_INFORMATION PROVIDED_
*-*-*
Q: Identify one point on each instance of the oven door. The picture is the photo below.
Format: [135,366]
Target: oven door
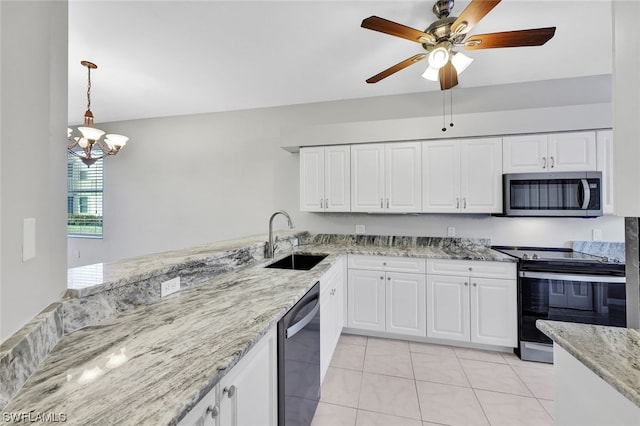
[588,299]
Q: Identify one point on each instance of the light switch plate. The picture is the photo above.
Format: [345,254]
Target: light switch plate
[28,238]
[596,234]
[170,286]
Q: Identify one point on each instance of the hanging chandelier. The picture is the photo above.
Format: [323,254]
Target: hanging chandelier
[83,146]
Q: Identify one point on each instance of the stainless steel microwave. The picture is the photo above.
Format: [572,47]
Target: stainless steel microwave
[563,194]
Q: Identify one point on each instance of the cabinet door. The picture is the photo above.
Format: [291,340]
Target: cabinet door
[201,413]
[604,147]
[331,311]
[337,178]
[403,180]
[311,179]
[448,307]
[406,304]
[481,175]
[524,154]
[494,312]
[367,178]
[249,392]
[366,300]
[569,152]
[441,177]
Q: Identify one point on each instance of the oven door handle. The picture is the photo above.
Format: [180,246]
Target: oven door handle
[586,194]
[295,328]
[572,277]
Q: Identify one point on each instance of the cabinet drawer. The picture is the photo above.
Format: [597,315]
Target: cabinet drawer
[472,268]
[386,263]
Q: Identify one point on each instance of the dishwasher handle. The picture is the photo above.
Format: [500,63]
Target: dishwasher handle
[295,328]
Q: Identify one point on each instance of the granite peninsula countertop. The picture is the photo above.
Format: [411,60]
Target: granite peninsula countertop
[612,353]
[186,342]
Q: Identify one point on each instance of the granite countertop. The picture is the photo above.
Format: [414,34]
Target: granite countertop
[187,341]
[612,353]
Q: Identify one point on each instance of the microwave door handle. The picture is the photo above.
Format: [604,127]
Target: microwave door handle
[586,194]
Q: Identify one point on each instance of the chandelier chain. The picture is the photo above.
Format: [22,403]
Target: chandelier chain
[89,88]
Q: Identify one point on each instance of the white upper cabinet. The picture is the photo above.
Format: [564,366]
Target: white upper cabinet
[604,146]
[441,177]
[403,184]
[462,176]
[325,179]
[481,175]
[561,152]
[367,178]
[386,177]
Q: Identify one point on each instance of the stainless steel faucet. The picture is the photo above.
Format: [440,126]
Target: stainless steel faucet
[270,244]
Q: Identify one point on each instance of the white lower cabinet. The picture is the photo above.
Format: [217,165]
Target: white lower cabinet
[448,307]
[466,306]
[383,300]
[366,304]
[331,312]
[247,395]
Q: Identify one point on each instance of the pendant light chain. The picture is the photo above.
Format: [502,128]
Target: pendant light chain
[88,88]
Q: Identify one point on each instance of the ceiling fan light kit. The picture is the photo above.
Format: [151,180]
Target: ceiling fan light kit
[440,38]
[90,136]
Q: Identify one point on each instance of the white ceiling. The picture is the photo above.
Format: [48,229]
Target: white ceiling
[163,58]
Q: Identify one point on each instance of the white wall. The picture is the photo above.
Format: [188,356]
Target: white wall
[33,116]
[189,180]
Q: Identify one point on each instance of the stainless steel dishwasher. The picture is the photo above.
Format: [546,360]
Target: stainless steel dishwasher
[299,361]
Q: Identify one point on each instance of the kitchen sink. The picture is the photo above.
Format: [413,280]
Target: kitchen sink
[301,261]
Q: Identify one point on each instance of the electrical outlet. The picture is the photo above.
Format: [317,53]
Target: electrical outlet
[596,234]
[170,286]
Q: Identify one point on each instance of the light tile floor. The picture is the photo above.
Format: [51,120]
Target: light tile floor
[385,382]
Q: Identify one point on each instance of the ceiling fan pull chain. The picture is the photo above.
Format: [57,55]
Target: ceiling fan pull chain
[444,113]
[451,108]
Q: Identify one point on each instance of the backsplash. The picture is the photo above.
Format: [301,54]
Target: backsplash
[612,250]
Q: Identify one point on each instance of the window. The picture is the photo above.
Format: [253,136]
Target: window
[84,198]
*-*-*
_TRY IT_
Please transcribe only the lines in the records above running from the line that has "microwave. The picture is the photo above." through the line that has "Format: [564,366]", both included, exactly as they appear.

_RESPONSE TO THE TASK_
Q: Identify one point on each instance of the stainless steel microwave. The picture is the photo above.
Format: [572,47]
Target: stainless steel microwave
[563,194]
Q: Identify one point on each instance of the cabinet door. The picture is the photo above.
Format: [291,340]
Target: cabinet door
[201,413]
[604,147]
[331,311]
[337,178]
[403,180]
[311,179]
[448,307]
[406,304]
[481,175]
[524,154]
[494,312]
[367,178]
[249,392]
[366,300]
[569,152]
[441,177]
Q: Identify one point on each instance of the oven door handle. The picture is the photo above.
Format: [180,246]
Target: oven door handle
[586,194]
[295,328]
[572,277]
Q: Identify one point on each instance of the cabinet drawer. The picture is the photo above.
Format: [597,315]
Target: cabinet drawer
[472,268]
[386,263]
Q: Identify one point on each instance of the dishwasher handle. The picture is the photo above.
Format: [500,63]
Target: dishwasher handle
[295,328]
Q: Identify one point on each instance of the granite peninsula countertop. The picture is the photo above.
Format: [411,60]
Target: granite peninsula countertop
[612,353]
[186,342]
Q: Identify one point on each instance of the granite countertop. The picture is the photo above.
Format: [414,34]
Target: granite countertop
[187,341]
[612,353]
Q: Identify one point on each instance of the microwave door handle. The picture is the photo above.
Format: [604,127]
Target: microwave door handle
[586,194]
Q: Identify one point on each instance of the chandelier chain. The picture is the photo above.
Format: [22,403]
Target: chandelier chain
[89,88]
Q: Identify one point on each instance of the white upper cabinet. The picture is the photo above.
Format: [564,366]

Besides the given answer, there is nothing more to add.